## start

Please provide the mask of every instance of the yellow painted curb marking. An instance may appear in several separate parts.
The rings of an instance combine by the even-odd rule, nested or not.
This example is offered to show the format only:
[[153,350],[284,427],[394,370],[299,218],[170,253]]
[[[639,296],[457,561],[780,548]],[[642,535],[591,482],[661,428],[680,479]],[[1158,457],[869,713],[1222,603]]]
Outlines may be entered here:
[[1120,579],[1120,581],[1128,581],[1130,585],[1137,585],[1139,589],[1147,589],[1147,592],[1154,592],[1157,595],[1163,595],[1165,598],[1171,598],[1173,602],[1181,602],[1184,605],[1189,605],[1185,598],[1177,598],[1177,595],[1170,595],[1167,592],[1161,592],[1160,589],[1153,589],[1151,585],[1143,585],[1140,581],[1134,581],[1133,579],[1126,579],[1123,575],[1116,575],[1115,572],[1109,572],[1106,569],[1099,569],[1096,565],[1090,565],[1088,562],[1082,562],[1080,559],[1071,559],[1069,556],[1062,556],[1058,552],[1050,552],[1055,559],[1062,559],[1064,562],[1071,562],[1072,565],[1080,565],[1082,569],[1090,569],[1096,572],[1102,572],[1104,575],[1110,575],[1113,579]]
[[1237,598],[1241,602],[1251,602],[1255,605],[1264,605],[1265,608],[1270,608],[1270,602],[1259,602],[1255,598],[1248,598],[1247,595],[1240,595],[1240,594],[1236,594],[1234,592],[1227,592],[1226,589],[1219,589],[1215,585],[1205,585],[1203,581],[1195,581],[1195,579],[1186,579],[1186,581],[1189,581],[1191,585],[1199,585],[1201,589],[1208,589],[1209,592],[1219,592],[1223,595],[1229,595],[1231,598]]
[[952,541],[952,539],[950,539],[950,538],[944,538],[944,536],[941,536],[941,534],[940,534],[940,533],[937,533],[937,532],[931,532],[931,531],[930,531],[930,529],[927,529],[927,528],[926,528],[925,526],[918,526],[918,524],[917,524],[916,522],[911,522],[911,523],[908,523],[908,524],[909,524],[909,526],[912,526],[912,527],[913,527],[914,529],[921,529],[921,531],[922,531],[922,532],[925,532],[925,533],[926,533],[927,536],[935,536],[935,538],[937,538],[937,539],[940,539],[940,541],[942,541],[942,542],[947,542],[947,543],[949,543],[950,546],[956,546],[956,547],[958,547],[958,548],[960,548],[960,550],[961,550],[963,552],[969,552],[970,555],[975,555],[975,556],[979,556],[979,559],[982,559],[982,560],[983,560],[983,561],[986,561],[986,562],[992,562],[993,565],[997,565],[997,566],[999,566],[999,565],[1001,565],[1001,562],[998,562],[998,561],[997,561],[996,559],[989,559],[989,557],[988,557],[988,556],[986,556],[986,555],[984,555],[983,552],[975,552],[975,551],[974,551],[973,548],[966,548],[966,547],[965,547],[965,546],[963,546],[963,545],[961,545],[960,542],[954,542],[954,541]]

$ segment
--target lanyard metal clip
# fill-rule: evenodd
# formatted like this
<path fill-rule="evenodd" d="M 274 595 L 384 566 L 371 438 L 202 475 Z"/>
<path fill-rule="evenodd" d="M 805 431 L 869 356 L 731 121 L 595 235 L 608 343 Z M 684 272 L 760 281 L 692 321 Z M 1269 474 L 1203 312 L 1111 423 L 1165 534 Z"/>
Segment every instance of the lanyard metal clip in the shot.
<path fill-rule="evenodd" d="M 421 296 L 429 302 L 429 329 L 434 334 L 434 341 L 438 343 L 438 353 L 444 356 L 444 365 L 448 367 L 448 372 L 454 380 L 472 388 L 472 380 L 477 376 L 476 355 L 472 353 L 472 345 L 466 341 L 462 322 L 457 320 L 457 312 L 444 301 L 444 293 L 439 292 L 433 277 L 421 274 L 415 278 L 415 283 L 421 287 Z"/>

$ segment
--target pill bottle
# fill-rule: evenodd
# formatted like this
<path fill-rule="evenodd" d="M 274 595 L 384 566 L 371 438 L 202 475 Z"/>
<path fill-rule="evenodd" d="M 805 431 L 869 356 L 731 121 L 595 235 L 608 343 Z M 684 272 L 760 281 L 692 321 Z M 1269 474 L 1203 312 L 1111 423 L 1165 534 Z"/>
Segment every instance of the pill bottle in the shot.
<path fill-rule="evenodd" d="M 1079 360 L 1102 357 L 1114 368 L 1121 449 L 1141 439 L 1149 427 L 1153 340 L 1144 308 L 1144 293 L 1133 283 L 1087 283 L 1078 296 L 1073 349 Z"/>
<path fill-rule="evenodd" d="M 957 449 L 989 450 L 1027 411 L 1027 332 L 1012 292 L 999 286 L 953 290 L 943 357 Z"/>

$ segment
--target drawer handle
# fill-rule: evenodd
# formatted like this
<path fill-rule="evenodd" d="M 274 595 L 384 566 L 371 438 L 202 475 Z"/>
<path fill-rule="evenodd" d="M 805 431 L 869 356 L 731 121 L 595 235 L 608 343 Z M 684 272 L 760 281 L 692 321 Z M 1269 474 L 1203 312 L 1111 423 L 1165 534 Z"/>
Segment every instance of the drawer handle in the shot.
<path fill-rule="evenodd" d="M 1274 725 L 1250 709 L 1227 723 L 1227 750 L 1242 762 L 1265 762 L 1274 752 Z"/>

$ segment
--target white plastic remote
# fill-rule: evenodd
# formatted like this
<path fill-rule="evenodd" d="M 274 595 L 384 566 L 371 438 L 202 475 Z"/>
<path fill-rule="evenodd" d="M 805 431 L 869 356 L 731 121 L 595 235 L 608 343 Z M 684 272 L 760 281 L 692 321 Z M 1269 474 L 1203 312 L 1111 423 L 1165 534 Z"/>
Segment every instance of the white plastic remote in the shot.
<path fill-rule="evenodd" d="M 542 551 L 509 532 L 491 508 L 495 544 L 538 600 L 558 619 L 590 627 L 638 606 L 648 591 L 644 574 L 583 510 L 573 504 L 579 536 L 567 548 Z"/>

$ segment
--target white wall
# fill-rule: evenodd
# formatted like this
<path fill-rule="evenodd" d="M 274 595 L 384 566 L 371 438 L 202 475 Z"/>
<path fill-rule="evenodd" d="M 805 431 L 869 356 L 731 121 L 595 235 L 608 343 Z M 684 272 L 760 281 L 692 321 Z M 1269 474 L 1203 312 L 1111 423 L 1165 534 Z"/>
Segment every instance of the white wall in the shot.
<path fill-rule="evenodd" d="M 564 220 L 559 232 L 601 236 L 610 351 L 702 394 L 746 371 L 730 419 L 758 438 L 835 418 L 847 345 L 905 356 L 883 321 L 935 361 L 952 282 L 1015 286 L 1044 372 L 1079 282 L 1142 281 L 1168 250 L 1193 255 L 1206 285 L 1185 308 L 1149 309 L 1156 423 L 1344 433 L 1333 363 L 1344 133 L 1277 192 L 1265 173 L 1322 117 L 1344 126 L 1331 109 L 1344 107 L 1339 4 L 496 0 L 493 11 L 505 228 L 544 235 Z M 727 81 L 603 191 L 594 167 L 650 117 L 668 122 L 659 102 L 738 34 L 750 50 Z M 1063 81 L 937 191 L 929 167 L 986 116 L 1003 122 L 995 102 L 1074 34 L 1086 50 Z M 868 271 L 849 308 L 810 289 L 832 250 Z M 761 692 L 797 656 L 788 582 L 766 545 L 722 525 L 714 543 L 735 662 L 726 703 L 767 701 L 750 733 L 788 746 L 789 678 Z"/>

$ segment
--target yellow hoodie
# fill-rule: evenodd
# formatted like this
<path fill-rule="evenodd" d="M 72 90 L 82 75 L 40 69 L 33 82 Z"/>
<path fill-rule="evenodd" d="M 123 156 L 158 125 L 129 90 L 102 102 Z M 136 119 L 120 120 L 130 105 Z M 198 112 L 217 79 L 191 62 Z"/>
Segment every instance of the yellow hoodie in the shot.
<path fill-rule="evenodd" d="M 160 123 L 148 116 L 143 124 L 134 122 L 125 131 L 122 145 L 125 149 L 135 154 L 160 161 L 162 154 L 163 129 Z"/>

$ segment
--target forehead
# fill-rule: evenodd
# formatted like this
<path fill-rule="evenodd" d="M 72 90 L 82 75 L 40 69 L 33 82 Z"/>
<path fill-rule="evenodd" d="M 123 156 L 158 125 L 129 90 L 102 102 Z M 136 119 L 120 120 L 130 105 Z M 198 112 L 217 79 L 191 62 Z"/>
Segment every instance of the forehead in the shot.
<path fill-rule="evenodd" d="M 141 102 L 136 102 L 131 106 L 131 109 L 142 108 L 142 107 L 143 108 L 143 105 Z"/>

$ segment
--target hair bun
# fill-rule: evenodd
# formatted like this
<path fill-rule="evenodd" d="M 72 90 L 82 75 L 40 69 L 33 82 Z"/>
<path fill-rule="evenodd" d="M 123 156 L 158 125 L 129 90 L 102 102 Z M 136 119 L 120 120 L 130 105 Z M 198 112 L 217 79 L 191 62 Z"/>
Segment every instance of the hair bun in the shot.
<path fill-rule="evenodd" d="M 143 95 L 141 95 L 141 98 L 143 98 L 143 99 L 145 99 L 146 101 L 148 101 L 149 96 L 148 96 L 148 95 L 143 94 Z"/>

## end

*Prompt*. Repeat verbatim everything from the start of the data down to the line containing "Outlines may be", including both ends.

*Task solution*.
Please provide the mask of every instance of the yellow painted curb marking. An instance may appear in several separate parts.
The rings of an instance combine by the even-odd rule, nested or not.
This example is offered to show the format only:
[[153,350],[284,427],[394,370],[299,218],[170,253]]
[[[639,296],[457,561],[780,548]],[[642,535],[591,482],[661,428],[680,479]],[[1158,457],[869,713],[1222,603]]]
Outlines may be entered here:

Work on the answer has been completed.